> [Assignment] Check each line of the data below for the word "plastic". How many lines have it? Answer with the number alone.
──────
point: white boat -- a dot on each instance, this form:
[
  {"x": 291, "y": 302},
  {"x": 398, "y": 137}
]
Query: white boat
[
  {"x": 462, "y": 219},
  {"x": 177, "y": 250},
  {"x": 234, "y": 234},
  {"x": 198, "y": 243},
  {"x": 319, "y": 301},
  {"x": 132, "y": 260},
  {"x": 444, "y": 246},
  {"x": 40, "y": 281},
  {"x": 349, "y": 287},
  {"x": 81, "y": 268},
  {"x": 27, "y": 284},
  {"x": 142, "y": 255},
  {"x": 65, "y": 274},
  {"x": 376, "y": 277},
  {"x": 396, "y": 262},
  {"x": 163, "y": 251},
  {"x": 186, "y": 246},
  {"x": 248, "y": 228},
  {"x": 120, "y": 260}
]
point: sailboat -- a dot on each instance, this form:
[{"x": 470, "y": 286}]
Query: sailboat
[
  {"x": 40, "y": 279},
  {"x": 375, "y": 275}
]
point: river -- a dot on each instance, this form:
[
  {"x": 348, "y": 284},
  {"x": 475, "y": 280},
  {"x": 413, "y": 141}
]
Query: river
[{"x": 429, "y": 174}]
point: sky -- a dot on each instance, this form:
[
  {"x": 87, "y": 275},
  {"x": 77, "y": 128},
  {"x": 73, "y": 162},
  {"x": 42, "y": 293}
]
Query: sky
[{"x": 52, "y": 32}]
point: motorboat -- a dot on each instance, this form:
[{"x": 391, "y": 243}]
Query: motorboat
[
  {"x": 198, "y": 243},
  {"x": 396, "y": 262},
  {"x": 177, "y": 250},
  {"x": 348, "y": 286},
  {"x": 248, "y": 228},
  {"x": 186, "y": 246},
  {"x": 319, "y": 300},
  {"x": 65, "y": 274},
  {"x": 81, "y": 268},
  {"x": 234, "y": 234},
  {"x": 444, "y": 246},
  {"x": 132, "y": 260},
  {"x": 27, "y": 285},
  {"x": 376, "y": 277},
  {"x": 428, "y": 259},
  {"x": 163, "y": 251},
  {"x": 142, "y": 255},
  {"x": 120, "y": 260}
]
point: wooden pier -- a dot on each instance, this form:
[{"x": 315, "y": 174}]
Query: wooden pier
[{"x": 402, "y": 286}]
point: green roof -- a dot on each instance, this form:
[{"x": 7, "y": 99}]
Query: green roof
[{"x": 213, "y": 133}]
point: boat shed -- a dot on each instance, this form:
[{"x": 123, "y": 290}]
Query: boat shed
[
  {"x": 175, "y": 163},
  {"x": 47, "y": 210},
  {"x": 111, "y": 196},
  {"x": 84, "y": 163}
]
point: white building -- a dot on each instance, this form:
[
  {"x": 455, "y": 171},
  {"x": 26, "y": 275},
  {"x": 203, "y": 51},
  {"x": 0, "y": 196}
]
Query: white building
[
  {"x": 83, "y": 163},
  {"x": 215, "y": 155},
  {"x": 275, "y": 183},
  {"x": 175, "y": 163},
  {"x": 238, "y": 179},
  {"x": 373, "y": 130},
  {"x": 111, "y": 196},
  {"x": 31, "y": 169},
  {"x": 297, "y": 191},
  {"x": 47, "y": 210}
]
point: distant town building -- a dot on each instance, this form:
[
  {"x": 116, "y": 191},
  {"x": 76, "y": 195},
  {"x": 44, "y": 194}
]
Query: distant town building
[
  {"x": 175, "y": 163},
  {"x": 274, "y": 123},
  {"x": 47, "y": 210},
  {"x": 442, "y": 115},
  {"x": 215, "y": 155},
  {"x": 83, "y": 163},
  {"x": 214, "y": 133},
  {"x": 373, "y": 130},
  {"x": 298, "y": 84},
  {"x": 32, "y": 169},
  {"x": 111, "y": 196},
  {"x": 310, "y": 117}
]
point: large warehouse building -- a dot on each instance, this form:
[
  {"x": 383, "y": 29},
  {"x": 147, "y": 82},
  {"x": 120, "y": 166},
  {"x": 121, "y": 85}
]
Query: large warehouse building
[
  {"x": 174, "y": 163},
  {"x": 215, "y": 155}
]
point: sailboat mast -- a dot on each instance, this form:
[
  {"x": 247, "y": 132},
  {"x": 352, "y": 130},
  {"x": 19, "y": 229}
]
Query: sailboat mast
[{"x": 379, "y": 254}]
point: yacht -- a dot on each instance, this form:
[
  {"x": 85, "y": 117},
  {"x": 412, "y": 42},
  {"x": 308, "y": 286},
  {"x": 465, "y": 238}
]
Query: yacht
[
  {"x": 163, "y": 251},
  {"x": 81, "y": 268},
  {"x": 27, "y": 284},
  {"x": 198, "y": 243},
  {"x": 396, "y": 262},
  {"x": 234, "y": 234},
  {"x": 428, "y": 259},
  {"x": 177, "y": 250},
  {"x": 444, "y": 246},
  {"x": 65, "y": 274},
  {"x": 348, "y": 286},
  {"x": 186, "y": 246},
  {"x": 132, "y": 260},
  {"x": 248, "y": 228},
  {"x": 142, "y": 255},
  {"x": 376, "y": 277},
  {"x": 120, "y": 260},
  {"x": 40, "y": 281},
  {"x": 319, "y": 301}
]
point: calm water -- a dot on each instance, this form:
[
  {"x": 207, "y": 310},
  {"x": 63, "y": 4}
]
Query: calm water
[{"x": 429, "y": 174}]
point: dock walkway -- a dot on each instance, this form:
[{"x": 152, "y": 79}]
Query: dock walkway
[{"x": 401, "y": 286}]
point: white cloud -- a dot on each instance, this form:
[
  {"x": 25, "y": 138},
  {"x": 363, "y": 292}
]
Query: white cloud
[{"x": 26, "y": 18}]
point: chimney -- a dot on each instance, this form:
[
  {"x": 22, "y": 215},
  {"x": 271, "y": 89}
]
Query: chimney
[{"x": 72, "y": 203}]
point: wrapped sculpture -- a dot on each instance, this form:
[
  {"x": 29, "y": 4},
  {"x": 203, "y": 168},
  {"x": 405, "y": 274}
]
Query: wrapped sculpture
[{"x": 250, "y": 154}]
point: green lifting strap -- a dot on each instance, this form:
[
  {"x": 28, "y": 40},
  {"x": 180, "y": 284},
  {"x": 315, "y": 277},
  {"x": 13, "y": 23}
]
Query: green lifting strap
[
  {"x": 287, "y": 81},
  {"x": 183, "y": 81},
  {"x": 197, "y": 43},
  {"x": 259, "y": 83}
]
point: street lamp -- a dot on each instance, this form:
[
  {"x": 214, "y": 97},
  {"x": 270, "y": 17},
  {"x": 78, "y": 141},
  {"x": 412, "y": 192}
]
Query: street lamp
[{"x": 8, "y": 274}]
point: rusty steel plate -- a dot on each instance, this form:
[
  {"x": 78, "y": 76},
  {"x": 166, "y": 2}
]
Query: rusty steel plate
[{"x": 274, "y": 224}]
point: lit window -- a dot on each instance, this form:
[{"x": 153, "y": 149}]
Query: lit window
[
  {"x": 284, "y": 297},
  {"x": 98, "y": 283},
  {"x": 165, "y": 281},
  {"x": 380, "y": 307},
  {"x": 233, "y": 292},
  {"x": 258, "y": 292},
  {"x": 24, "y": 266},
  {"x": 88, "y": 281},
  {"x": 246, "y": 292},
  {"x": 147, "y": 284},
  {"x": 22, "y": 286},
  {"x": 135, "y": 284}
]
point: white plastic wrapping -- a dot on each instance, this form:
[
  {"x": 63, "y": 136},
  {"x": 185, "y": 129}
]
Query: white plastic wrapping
──────
> [Solved exercise] 2